— Aim of the exercise —
Pick every line from the data below that contains the string "blue" and copy it.

— Source data —
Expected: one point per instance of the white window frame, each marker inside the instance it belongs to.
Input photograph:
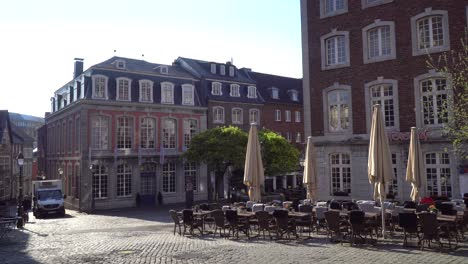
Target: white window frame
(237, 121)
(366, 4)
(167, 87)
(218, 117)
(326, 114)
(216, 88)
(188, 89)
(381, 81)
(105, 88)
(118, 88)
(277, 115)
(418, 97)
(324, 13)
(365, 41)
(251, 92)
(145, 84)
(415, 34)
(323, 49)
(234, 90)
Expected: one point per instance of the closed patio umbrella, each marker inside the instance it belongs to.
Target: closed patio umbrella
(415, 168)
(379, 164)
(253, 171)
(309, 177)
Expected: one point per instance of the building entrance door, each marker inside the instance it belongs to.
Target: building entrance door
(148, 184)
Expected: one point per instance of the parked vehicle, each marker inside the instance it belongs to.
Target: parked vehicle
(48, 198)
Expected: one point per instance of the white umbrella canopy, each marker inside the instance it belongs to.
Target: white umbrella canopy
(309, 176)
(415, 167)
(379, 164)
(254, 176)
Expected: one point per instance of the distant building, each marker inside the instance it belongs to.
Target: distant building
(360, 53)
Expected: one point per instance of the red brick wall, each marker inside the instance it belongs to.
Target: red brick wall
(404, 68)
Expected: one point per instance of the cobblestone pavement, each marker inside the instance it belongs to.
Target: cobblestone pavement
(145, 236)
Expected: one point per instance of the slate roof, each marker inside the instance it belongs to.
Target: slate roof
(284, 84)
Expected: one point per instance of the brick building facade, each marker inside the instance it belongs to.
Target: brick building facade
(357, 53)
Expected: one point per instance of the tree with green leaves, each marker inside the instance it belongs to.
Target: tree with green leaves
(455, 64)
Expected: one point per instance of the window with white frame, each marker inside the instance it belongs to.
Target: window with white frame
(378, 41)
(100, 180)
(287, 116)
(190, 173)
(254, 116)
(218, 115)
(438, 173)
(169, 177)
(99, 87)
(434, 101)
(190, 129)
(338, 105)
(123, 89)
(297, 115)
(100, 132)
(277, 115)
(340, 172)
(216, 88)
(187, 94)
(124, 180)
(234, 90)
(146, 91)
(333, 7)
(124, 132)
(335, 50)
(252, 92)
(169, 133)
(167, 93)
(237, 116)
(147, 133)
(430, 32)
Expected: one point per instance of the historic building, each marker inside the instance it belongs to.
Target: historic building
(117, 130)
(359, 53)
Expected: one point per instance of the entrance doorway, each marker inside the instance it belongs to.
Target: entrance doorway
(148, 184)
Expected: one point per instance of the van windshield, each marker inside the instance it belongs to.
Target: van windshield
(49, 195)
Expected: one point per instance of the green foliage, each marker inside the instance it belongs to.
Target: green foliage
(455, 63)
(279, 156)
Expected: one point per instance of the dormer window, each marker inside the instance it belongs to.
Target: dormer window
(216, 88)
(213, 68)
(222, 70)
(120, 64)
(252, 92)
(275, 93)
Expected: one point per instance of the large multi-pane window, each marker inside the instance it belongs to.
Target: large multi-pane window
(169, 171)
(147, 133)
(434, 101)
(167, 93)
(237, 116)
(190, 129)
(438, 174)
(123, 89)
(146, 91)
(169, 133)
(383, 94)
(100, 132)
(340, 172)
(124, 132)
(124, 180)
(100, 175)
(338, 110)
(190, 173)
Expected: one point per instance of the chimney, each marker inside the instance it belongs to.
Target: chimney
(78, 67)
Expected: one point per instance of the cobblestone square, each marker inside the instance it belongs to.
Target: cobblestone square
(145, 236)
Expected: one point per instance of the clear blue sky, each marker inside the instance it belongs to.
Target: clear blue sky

— Your solution —
Expected: one point per instance of the clear blue sky, each marker inside the instance it belongs to.
Target: clear blue sky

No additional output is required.